RECORDS section start

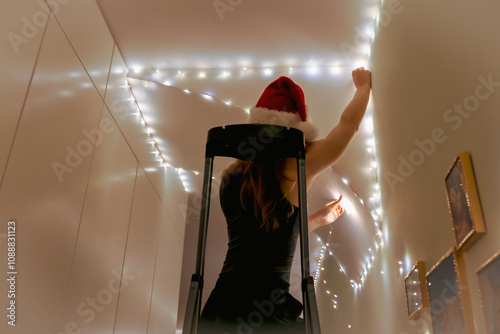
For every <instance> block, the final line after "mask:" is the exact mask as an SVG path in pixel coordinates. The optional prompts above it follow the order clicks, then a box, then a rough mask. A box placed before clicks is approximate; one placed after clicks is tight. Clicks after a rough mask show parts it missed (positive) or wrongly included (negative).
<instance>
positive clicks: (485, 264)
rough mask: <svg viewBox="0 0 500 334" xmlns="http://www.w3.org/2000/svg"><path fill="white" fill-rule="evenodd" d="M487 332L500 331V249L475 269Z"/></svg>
mask: <svg viewBox="0 0 500 334" xmlns="http://www.w3.org/2000/svg"><path fill="white" fill-rule="evenodd" d="M476 275H477V279H478V282H479V292H480V295H481V304H482V308H483V314H484V319H485V321H486V328H487V331H486V333H487V334H494V333H500V251H499V252H497V253H496V254H495V255H493V257H491V258H490V259H489V260H488V261H486V263H484V264H483V265H482V266H481V267H479V268H478V269H477V270H476Z"/></svg>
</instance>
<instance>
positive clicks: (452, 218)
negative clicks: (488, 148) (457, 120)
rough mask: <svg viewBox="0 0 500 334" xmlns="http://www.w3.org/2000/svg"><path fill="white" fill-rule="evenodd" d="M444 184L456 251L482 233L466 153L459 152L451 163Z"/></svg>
mask: <svg viewBox="0 0 500 334" xmlns="http://www.w3.org/2000/svg"><path fill="white" fill-rule="evenodd" d="M445 187H446V197H447V200H448V208H449V210H450V215H451V220H452V227H453V233H454V236H455V245H456V246H457V249H458V250H465V249H466V247H469V246H471V245H472V244H473V243H474V242H475V241H476V240H477V239H478V238H479V237H480V236H481V235H482V234H483V233H484V232H486V228H485V225H484V219H483V214H482V210H481V204H480V202H479V194H478V191H477V186H476V180H475V177H474V171H473V168H472V160H471V156H470V154H469V153H468V152H461V153H460V154H459V155H458V156H457V158H456V159H455V161H454V162H453V164H452V165H451V167H450V169H449V170H448V173H447V174H446V177H445ZM465 246H466V247H465Z"/></svg>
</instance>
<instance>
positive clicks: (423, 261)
mask: <svg viewBox="0 0 500 334" xmlns="http://www.w3.org/2000/svg"><path fill="white" fill-rule="evenodd" d="M405 290H406V305H407V307H408V318H410V319H415V318H417V317H418V316H419V315H420V314H421V313H422V311H424V310H426V309H428V308H429V295H428V293H427V282H426V279H425V262H424V261H418V262H417V264H416V265H415V266H414V267H413V268H412V270H410V272H409V273H408V275H406V277H405Z"/></svg>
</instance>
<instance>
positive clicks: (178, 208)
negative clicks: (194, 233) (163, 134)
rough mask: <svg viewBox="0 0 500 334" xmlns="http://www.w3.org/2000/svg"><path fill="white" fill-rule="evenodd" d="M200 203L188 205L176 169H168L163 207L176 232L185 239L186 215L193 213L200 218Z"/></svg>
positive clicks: (197, 202) (180, 180) (196, 193)
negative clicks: (172, 224)
mask: <svg viewBox="0 0 500 334" xmlns="http://www.w3.org/2000/svg"><path fill="white" fill-rule="evenodd" d="M200 175H201V174H200ZM200 177H201V176H200ZM196 194H199V193H196ZM196 198H197V199H200V198H201V197H200V196H196ZM199 203H201V201H198V202H196V203H193V202H189V203H188V193H187V192H186V191H185V190H184V186H183V185H182V181H181V179H180V178H179V175H178V174H177V173H176V171H175V169H174V168H172V167H168V168H167V169H166V172H165V195H164V200H163V205H164V207H165V208H166V209H167V212H168V215H169V216H170V219H171V223H173V224H174V226H175V228H176V231H177V232H178V233H179V235H180V236H181V237H182V238H183V239H184V235H185V229H186V214H191V213H193V214H196V215H198V216H199V212H200V206H199Z"/></svg>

RECORDS section end

> ASSIGNED TASK
Please write every line above out exactly as given, except for any pictures.

> RESPONSE AREA
For every <instance> block, the final line after "mask:" is the exact mask as an SVG path in pixel coordinates. The optional prompts above it follow the order clicks, then a box, then a rough mask. A box placed before clicks is approximate; one placed after clicks is tight. Clicks after a rough mask show parts it missed (positive) or wrongly included (negative).
<instance>
positive clicks: (485, 264)
rough mask: <svg viewBox="0 0 500 334" xmlns="http://www.w3.org/2000/svg"><path fill="white" fill-rule="evenodd" d="M487 332L500 331V249L475 269Z"/></svg>
mask: <svg viewBox="0 0 500 334" xmlns="http://www.w3.org/2000/svg"><path fill="white" fill-rule="evenodd" d="M476 275H477V279H478V282H479V292H480V295H481V304H482V308H483V314H484V319H485V321H486V328H487V331H486V333H487V334H494V333H500V251H499V252H497V253H496V254H495V255H493V257H491V258H490V259H489V260H488V261H486V263H484V264H483V265H482V266H481V267H479V268H478V269H477V270H476Z"/></svg>
</instance>
<instance>
positive clicks: (452, 218)
negative clicks: (488, 148) (457, 120)
rough mask: <svg viewBox="0 0 500 334" xmlns="http://www.w3.org/2000/svg"><path fill="white" fill-rule="evenodd" d="M444 184L456 251L482 233L466 153L459 152L451 163Z"/></svg>
mask: <svg viewBox="0 0 500 334" xmlns="http://www.w3.org/2000/svg"><path fill="white" fill-rule="evenodd" d="M445 187H446V197H447V200H448V208H449V210H450V215H451V220H452V227H453V233H454V236H455V245H456V246H457V249H458V250H465V249H466V247H469V246H471V245H472V244H473V243H474V242H475V241H476V240H477V239H478V238H479V237H480V236H481V235H482V234H483V233H484V232H486V228H485V225H484V219H483V214H482V210H481V204H480V202H479V194H478V191H477V186H476V180H475V177H474V171H473V168H472V160H471V156H470V154H469V153H468V152H461V153H460V154H459V155H458V156H457V158H456V159H455V161H454V162H453V164H452V165H451V167H450V169H449V170H448V173H447V174H446V177H445ZM465 246H466V247H465Z"/></svg>
</instance>
<instance>
positive clicks: (423, 261)
mask: <svg viewBox="0 0 500 334" xmlns="http://www.w3.org/2000/svg"><path fill="white" fill-rule="evenodd" d="M405 290H406V305H407V307H408V318H410V319H415V318H417V317H418V316H419V315H420V314H421V313H422V311H424V310H426V309H428V308H429V295H428V293H427V282H426V279H425V262H424V261H418V262H417V264H416V265H415V266H414V267H413V268H412V270H410V272H409V273H408V275H406V277H405Z"/></svg>
</instance>
<instance>
positive clicks: (178, 208)
negative clicks: (194, 233) (163, 134)
rough mask: <svg viewBox="0 0 500 334" xmlns="http://www.w3.org/2000/svg"><path fill="white" fill-rule="evenodd" d="M200 203L188 205L176 169H168L163 207L176 232L185 239L186 215L193 213L200 218Z"/></svg>
positive clicks: (197, 202) (180, 180) (196, 193)
negative clicks: (172, 224)
mask: <svg viewBox="0 0 500 334" xmlns="http://www.w3.org/2000/svg"><path fill="white" fill-rule="evenodd" d="M200 175H201V174H200ZM200 177H201V176H200ZM196 194H199V193H196ZM196 198H197V199H200V198H201V197H200V196H196ZM199 203H201V201H198V202H196V203H193V202H189V203H188V193H187V192H186V191H185V190H184V186H183V185H182V181H181V179H180V178H179V175H178V174H177V173H176V171H175V169H174V168H172V167H168V168H167V169H166V172H165V195H164V200H163V205H164V207H165V208H166V209H167V212H168V215H169V216H170V219H171V223H173V224H174V226H175V228H176V231H177V232H178V233H179V235H180V236H181V237H182V238H183V239H184V235H185V229H186V214H191V213H193V214H196V215H198V216H199V212H200V206H199Z"/></svg>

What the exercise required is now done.